(Entries from a dataset)
※ ※ ※

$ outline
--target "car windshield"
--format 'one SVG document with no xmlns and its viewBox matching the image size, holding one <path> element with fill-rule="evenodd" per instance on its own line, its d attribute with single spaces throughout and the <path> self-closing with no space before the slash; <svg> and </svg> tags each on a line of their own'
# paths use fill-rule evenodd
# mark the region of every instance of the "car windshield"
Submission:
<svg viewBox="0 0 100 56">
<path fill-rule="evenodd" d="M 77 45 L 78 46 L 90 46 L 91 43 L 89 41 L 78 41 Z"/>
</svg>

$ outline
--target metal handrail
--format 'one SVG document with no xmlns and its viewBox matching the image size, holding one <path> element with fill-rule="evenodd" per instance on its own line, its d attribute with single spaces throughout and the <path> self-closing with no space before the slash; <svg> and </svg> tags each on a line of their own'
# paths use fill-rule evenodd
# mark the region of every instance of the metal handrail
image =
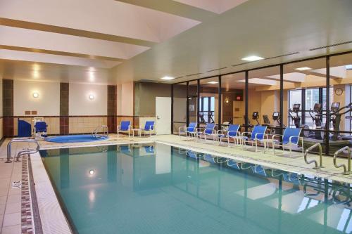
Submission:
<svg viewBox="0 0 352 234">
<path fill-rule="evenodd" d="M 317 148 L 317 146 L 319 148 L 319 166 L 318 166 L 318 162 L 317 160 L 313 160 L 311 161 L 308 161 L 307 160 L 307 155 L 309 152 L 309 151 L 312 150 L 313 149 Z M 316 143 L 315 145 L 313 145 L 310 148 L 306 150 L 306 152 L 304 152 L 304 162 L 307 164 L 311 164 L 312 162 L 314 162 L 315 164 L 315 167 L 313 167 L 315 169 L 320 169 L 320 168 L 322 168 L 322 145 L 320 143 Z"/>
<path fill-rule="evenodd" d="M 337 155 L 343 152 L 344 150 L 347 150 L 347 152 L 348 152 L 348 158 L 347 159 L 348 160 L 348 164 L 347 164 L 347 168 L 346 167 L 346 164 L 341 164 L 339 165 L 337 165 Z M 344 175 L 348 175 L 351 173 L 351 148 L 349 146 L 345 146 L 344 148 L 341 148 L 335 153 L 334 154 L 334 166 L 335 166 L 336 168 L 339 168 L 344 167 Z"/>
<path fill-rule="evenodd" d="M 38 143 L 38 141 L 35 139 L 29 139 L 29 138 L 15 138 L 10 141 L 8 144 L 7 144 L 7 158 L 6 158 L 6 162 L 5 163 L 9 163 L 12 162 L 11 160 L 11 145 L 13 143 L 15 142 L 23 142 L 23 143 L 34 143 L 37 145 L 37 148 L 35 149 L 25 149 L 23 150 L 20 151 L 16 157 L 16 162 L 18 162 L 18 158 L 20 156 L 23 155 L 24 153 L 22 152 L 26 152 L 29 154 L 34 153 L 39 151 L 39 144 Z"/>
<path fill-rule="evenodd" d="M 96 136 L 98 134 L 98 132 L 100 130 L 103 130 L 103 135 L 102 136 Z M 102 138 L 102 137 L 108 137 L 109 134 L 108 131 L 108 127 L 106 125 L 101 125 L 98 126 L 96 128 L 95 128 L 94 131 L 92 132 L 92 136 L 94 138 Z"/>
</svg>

※ ※ ※

◆ OBJECTIVE ◆
Write out the material above once more, exactly as it reads, with no pictures.

◆ RESULT FOR THIS TASK ◆
$ outline
--target "car windshield"
--format 'one SVG document with no xmlns and its viewBox matching the image size, holding one <path> element with fill-rule="evenodd" per instance on its own line, its d attribute with single spaces throughout and the <path> self-closing with no space before the slash; <svg> and </svg> tags each on a line of their own'
# paths use fill-rule evenodd
# mark the region of every instance of the "car windshield"
Submission:
<svg viewBox="0 0 100 56">
<path fill-rule="evenodd" d="M 77 45 L 78 46 L 90 46 L 91 43 L 89 41 L 78 41 Z"/>
</svg>

$ outline
--target metal handrail
--format 'one SVG document with no xmlns and its viewBox matching the image size, holding one <path> element with fill-rule="evenodd" per instance on its own line, its d attribute with single spaces throughout and the <path> self-closing with no space before the slash; <svg> and </svg> tags each on a line of their own'
# paths use fill-rule evenodd
# mark the region of every instance of the metal handrail
image =
Submission:
<svg viewBox="0 0 352 234">
<path fill-rule="evenodd" d="M 317 148 L 317 146 L 319 148 L 319 166 L 318 166 L 318 162 L 317 160 L 313 160 L 311 161 L 308 161 L 307 160 L 307 155 L 309 152 L 309 151 L 312 150 L 313 149 Z M 316 143 L 315 145 L 313 145 L 310 148 L 306 150 L 306 152 L 304 152 L 304 162 L 307 164 L 311 164 L 312 162 L 314 162 L 315 164 L 315 167 L 313 167 L 315 169 L 320 169 L 320 168 L 322 168 L 322 145 L 320 143 Z"/>
<path fill-rule="evenodd" d="M 337 155 L 343 152 L 344 150 L 347 150 L 347 152 L 348 152 L 348 158 L 347 159 L 348 160 L 348 164 L 347 164 L 347 168 L 346 167 L 346 164 L 341 164 L 339 165 L 337 165 Z M 344 175 L 348 175 L 351 173 L 351 148 L 349 146 L 345 146 L 344 148 L 341 148 L 335 153 L 334 154 L 334 166 L 335 166 L 336 168 L 339 168 L 344 167 Z"/>
<path fill-rule="evenodd" d="M 38 143 L 38 141 L 35 139 L 29 139 L 29 138 L 15 138 L 10 141 L 8 144 L 7 144 L 7 158 L 6 158 L 6 162 L 5 163 L 9 163 L 12 162 L 11 160 L 11 145 L 13 143 L 15 142 L 23 142 L 23 143 L 34 143 L 37 145 L 37 148 L 35 149 L 25 149 L 23 150 L 20 151 L 16 157 L 16 162 L 18 162 L 18 158 L 20 156 L 23 155 L 24 153 L 22 152 L 26 152 L 29 154 L 34 153 L 39 151 L 39 144 Z"/>
<path fill-rule="evenodd" d="M 96 136 L 98 134 L 98 132 L 100 130 L 103 130 L 103 135 L 102 136 Z M 102 138 L 102 137 L 108 137 L 109 134 L 108 131 L 108 127 L 106 125 L 101 125 L 98 126 L 96 128 L 95 128 L 94 131 L 92 132 L 92 136 L 94 138 Z"/>
</svg>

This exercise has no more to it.